**Given data**:

┌──

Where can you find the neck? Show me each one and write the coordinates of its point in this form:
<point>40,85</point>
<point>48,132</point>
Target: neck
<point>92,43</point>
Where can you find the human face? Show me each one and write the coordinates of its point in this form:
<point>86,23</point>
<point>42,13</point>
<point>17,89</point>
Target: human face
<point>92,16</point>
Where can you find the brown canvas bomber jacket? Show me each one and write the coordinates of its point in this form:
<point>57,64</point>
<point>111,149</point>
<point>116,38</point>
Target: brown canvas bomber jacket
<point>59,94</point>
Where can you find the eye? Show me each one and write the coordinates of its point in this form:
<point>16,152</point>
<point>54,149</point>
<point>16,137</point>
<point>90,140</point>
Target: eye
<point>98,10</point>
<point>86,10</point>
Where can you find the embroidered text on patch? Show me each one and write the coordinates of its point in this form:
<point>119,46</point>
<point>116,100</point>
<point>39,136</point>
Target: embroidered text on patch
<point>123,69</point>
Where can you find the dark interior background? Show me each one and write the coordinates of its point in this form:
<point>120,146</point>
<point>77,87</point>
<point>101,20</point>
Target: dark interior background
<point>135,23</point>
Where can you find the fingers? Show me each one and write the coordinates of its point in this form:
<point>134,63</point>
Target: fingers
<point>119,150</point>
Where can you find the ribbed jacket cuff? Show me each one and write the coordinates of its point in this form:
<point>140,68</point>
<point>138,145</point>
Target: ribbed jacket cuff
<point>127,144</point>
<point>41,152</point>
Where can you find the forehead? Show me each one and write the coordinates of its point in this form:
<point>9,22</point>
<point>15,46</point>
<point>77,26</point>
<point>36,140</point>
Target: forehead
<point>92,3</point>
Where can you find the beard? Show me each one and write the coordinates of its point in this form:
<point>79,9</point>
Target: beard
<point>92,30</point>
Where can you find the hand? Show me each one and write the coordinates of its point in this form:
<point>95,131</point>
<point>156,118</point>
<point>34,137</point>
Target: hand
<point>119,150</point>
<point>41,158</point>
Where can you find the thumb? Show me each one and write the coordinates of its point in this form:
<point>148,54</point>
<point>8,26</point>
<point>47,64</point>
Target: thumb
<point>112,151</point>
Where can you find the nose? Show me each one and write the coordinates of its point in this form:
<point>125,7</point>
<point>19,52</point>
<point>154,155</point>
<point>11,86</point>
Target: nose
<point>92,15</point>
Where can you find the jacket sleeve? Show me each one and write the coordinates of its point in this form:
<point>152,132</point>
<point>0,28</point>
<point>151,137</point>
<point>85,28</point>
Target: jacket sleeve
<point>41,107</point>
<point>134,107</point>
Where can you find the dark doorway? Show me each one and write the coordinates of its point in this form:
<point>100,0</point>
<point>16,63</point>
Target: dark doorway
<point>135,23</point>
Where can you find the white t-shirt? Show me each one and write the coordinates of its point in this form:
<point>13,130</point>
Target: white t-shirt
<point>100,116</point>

└──

**Task to carry out**:
Rewrite every line from the one containing "Where can you find the forehead?" through the one containing "<point>92,30</point>", inclusive, and raise each coordinate in the answer points by 17. Leave the requests and their sample points unchanged.

**Answer to the problem**:
Where can you find the forehead? Show me each one and write the coordinates of its point in this form:
<point>9,22</point>
<point>15,46</point>
<point>77,26</point>
<point>36,140</point>
Target: forehead
<point>109,20</point>
Where can you find the beard? Show me each one and write the coordinates of its point in this form:
<point>79,9</point>
Target: beard
<point>109,47</point>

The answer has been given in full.